Tugas Latihan
1. Dalam surat tentang payung, gambar apa yang ada pada payung milik TJ?
2. Salin ulang tanpa perubahan penggalan surat tentang payung mulai dari "Payungmu (yang bergambar" sampai dengan "akan hujan lagi.".

Minggu, 06 Februari 2011

surat cinta untuk TJ: payung


PAYUNGMU YANG BERGAMBAR BUNGA SAKURA
Selamat siang, TJ

Hujan baru saja reda. 

Bekasnya belum mengering. Masih menggenangi pekaranganku. Membuat becek, dan noda. Ah, baiknya kubiarkan saja. Aku tak berniat membuatnya kering seketika. Aku percaya, seiring waktu dan tatapan matahari, basah perlahan  akan menguap. Alami, dengan sendirinya.
Kau tahu, musim penghujan terkadang membuat kita jadi serba salah. Hujan  terlalu lama dan deras, menahan kita untuk bepergian. Terkungkung, hanya diam di tempat. Kemudian, tanpa disadari, kita merindukan musim kemarau. Padahal sama saja. Ketika akhirnya datang, musim kemarau  membuat tubuh menjadi kering, kusam, dan haus. Malahan  membuat kepala pening. Terlebih  kemarau teramat panjang, membuat suntuk.

Saat hujan seperti ini,  aku  rindu dirimu. 

Sangat. Terutama pada sejumlah kenangan yang kita lalui bersama di saat hujan. Seringkali karena malas membawa, kau pinjami aku payung. Biasanya karena telah larut dan harus pulang. “Nih, makanya bawa payung, jadi enggak keujanan.” Begitu katamu, bernada marah tak serius. Aku cukup membalasnya dengan tersenyum. Tak apalah dimarahi, toh payungmu tetap kupinjam juga.
 Payungmu (yang bergambar bunga sakura)  memang telah beberapa kali  menyelamatkanku dari derasnya hujan. Setidaknya, tak terlalu kuyup. Payung yang selalu menghuni tasmu, tak perduli akan hujan atau terik. Hingga akhirnya, di kemudian hari, ingatanku akan  payung acapkali menyadarkanku untuk tak usah pergi jika tak bawa payung. Ah, dirimu dan payung itu…makin kukenang.

Pekaranganku belum lagi kering benar, malah sepertinya akan hujan lagi.

Bahan yang Disediakan
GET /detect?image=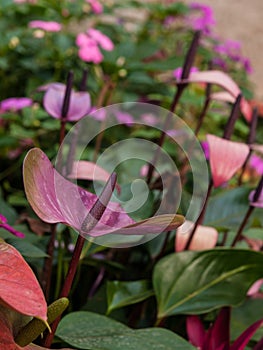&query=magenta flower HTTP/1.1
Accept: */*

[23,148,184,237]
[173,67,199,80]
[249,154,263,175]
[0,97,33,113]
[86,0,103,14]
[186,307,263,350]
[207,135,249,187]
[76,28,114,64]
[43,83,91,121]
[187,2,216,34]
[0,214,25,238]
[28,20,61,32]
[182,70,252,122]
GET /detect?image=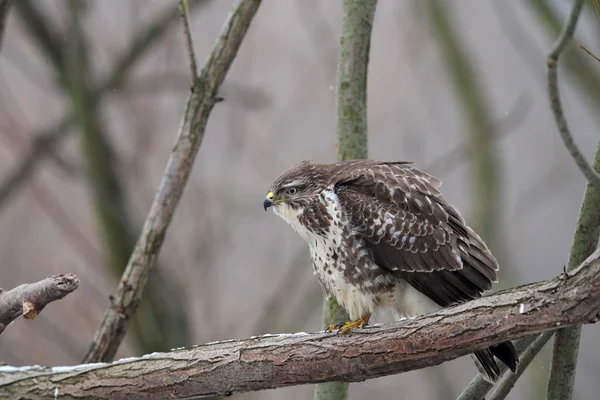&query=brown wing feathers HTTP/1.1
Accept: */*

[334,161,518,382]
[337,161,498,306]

Hasil Latihan
1. Bunga sakura.

2.
Payungmu (yang bergambar bunga sakura)  memang telah beberapa kali  menyelamatkanku dari derasnya hujan. Setidaknya, tak terlalu kuyup. Payung yang selalu menghuni tasmu, tak perduli akan hujan atau terik. Hingga akhirnya, di kemudian hari, ingatanku akan  payung acapkali menyadarkanku untuk tak usah pergi jika tak bawa payung. Ah, dirimu dan payung itu…makin kukenang.

Pekaranganku belum lagi kering benar, malah sepertinya akan hujan lagi.